[Consignes]
(1) D'après le texte sur le marché du luxe, quel montant le marché mondial des biens personnels de luxe devrait-il atteindre en 2025 ?
(2) Recopiez le texte sur le marché du luxe entre « Alors, le luxe » et « les services s'envolent. », bornes incluses.

[Texte fourni]
▬▬▬▬▬▬
La grande fête du luxe post-Covid, cette frénésie d'achats que l'on a qualifiée de « Revenge Buying », est bel et bien terminée. Les chiffres sont sans appel et sonnent la fin de la récréation. Le marché mondial des biens personnels de luxe, ce baromètre de l'appétit des plus fortunés, s'apprête à atterrir. Selon la très attendue étude annuelle de Bain & Company, réalisée avec la Fondazione Altagamma, le secteur devrait atteindre 358 milliards d'euros en 2025. C'est un léger recul par rapport aux 364 milliards de 2024 et aux 368 milliards du pic de 2023.

Alors, le luxe est-il en crise ? Pas vraiment, car sous cette apparente stagnation se cache une mutation bien plus profonde, une véritable tectonique des plaques qui redessine les fondations même de ce qui fait la valeur. Le luxe ne meurt pas, il se transforme. Il passe de l'objet que l'on possède à l'instant que l'on vit. Décryptage d'une industrie qui, une fois de plus, démontre son incroyable capacité de résilience.


Le grand basculement, de l'avoir à l'être.

Le verdict est sans appel : le moteur de la croissance n'est plus dans le sac à main ou la montre au poignet, mais dans l'émotion et le souvenir. Si l'on élargit la focale à l'ensemble du marché du luxe, qui pèsera 1 440 milliards d'euros en 2025, on constate que les biens matériels marquent le pas tandis que les services s'envolent.
▬▬▬▬▬▬
[Matériel fourni]
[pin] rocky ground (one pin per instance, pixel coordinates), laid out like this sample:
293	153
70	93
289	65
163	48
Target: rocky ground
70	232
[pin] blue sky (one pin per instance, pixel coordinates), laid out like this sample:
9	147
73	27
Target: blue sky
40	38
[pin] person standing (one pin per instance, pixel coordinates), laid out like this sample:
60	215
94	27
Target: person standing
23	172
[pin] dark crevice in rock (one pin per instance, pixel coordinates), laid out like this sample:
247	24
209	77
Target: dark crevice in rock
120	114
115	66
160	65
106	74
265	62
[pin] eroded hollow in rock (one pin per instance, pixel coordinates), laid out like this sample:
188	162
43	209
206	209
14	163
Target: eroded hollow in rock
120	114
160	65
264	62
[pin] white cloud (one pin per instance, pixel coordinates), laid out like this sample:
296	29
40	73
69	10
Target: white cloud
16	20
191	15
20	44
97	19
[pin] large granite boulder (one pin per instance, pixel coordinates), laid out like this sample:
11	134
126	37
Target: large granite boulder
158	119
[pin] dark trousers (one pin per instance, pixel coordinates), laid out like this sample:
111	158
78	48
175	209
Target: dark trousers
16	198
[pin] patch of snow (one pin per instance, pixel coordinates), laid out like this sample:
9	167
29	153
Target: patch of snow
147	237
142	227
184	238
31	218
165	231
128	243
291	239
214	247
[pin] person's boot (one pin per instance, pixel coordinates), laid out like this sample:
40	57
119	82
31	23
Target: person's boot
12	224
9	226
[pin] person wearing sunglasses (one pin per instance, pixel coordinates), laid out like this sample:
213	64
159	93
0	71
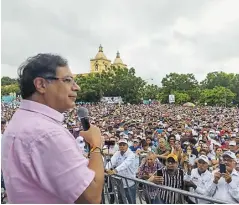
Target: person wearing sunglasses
40	158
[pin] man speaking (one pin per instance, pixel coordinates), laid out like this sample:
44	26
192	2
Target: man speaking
41	161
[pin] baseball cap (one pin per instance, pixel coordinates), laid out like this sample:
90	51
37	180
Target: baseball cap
230	154
232	143
123	141
204	158
173	156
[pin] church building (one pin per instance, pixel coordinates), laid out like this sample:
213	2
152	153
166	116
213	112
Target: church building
101	63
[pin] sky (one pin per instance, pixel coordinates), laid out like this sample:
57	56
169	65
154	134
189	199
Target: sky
155	37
▬▬▬▬▬▬
[Réponses par consigne]
(1) 358 milliards d'euros.

(2)
Alors, le luxe est-il en crise ? Pas vraiment, car sous cette apparente stagnation se cache une mutation bien plus profonde, une véritable tectonique des plaques qui redessine les fondations même de ce qui fait la valeur. Le luxe ne meurt pas, il se transforme. Il passe de l'objet que l'on possède à l'instant que l'on vit. Décryptage d'une industrie qui, une fois de plus, démontre son incroyable capacité de résilience.


Le grand basculement, de l'avoir à l'être.

Le verdict est sans appel : le moteur de la croissance n'est plus dans le sac à main ou la montre au poignet, mais dans l'émotion et le souvenir. Si l'on élargit la focale à l'ensemble du marché du luxe, qui pèsera 1 440 milliards d'euros en 2025, on constate que les biens matériels marquent le pas tandis que les services s'envolent.